--- RECORDS FOR THIS EXERCISE Enclosed Below ---
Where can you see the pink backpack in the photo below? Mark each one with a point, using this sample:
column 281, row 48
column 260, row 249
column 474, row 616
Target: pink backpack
--- End of Enclosed RECORDS FOR THIS EXERCISE ---
PROBLEM TO SOLVE –
The data above is to be returned exactly, with nothing altered.

SOLUTION TO THIS TASK –
Where can you see the pink backpack in the photo below? Mark each one with a point, using this sample:
column 281, row 48
column 260, row 249
column 474, row 616
Target: pink backpack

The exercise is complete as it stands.